--- Raw data ---
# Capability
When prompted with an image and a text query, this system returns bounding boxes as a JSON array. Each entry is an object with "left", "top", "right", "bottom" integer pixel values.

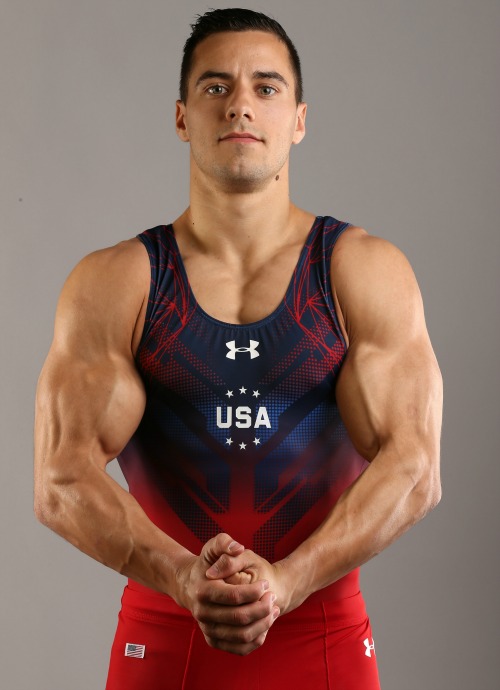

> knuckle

[
  {"left": 225, "top": 587, "right": 242, "bottom": 605},
  {"left": 217, "top": 554, "right": 230, "bottom": 571},
  {"left": 232, "top": 609, "right": 250, "bottom": 626},
  {"left": 257, "top": 631, "right": 268, "bottom": 646},
  {"left": 200, "top": 621, "right": 218, "bottom": 638},
  {"left": 216, "top": 532, "right": 230, "bottom": 549},
  {"left": 204, "top": 635, "right": 219, "bottom": 650},
  {"left": 193, "top": 605, "right": 210, "bottom": 624},
  {"left": 192, "top": 582, "right": 206, "bottom": 602},
  {"left": 198, "top": 622, "right": 214, "bottom": 638},
  {"left": 240, "top": 628, "right": 254, "bottom": 644}
]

--- What you need to do ---
The expected output is the full material above, unaltered, with pictures removed.

--- Written solution ---
# Capability
When prompted with an image and a text query, this system returns bounding boxes as a JSON array. Each entry is an object with "left", "top", "right", "bottom" integer pixel values.


> knuckle

[
  {"left": 225, "top": 587, "right": 242, "bottom": 605},
  {"left": 217, "top": 554, "right": 230, "bottom": 571},
  {"left": 232, "top": 609, "right": 250, "bottom": 626},
  {"left": 257, "top": 631, "right": 268, "bottom": 646},
  {"left": 200, "top": 621, "right": 218, "bottom": 638},
  {"left": 216, "top": 532, "right": 230, "bottom": 549},
  {"left": 204, "top": 635, "right": 219, "bottom": 650},
  {"left": 193, "top": 605, "right": 210, "bottom": 624},
  {"left": 192, "top": 582, "right": 206, "bottom": 602},
  {"left": 198, "top": 622, "right": 214, "bottom": 638},
  {"left": 240, "top": 628, "right": 254, "bottom": 644}
]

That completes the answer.